**EXERCISE DETAILS**
Retype the data exactly, leaving nothing out.

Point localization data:
-------------------------

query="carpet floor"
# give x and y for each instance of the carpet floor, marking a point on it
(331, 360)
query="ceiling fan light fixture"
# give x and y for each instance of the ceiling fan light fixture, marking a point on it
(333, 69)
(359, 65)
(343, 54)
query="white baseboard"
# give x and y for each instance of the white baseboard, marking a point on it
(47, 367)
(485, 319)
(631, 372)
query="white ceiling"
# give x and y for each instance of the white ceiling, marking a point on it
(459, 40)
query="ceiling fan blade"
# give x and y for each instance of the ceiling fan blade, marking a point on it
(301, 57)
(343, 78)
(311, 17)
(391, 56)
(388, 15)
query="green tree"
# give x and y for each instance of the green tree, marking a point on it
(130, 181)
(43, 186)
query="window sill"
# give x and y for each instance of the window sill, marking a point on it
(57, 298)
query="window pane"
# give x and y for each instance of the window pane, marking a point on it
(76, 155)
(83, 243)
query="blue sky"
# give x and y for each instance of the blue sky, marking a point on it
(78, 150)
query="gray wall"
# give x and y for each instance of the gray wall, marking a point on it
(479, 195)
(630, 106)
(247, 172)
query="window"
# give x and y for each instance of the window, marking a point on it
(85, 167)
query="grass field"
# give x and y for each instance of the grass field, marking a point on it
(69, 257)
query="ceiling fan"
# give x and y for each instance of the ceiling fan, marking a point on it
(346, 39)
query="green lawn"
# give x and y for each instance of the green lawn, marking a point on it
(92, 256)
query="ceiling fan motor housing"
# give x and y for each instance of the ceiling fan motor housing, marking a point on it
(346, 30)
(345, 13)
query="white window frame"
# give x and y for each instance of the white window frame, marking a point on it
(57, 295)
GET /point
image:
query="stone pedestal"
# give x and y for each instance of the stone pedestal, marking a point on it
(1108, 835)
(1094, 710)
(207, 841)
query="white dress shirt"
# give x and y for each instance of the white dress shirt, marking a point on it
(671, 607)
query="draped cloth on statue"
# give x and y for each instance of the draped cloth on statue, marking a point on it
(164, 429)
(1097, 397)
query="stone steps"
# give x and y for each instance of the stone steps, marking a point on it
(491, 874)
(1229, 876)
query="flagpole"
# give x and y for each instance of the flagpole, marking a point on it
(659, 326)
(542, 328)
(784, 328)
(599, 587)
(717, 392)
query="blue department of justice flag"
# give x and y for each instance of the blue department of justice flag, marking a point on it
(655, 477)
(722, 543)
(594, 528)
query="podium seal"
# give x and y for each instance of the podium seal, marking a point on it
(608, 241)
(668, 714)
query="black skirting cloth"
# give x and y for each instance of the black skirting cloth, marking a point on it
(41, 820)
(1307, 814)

-------------------------

**THE COMPLETED TASK**
query="carpet floor"
# give x and y for each instance of the carpet floor, marking a point on it
(331, 360)
query="ceiling fan light fixture"
# give x and y for each instance of the ceiling fan light fixture, marking a point on it
(333, 69)
(359, 65)
(343, 54)
query="white baseboard"
# give x and y for each instance of the white baseboard, marking a point on it
(47, 367)
(485, 319)
(631, 372)
query="white ceiling"
# give x and y for each instance of the white ceiling, marking a point on it
(459, 40)
query="ceiling fan blade"
# give x and y for each instance of the ceiling fan blade, marking a point on it
(301, 57)
(343, 78)
(311, 17)
(391, 56)
(388, 15)
query="green tree"
# give x and y for each instance of the green tree, marking a point on it
(130, 181)
(43, 186)
query="window sill"
# give x and y for each instance of the window sill, marking a point on it
(57, 298)
query="window pane"
# give x and y for each instance of the window pane, marking a point on it
(76, 155)
(83, 243)
query="blue sky"
# give x and y for each instance of the blue sky, marking a point on it
(78, 150)
query="gray wall"
# give x and y for each instance of the gray wall, marking a point on it
(479, 195)
(630, 106)
(247, 172)
query="window"
# give x and y for each instance of the window, marking a point on it
(85, 167)
query="grass field"
# give x and y for each instance of the grass field, marking a point on it
(69, 257)
query="ceiling fan"
# give x and y for each instance of the ceiling fan, marking a point on it
(346, 39)
query="green lawn"
# give x and y for each instance of the green lawn, marking a point on it
(92, 256)
query="ceiling fan motor housing"
# give x and y for each instance of the ceiling fan motor housing, marking a point on it
(346, 30)
(345, 13)
query="white window frame"
# give x and y for each instance of the white window frame, marking a point on it
(57, 295)
GET /point
image:
query="stone pedestal"
# give x and y for each instance of the stone pedestal, marking a point on it
(1108, 835)
(1094, 710)
(207, 841)
query="white dress shirt"
# give x and y for each instance of the white dress shirt, marking a point on it
(671, 607)
query="draped cloth on statue"
# give x and y for each instance of the draped cloth on statue, marking a point on it
(164, 429)
(1097, 397)
query="stone steps"
# give x and y for each instance of the stone steps, marking a point on it
(491, 874)
(1229, 876)
query="flagpole"
# give x and y for each instance of the flagpole, marking a point on it
(659, 326)
(542, 328)
(784, 328)
(599, 587)
(717, 392)
query="blue department of justice flag"
# give x and y for each instance of the blue department of justice flag, marking a point on it
(655, 477)
(722, 543)
(594, 528)
query="podium seal"
# give x and y for each instance of the podium seal, marking a point on it
(608, 241)
(668, 714)
query="black skirting cloth"
# give x and y for each instance of the black skirting cloth, marking a point on it
(41, 820)
(1307, 814)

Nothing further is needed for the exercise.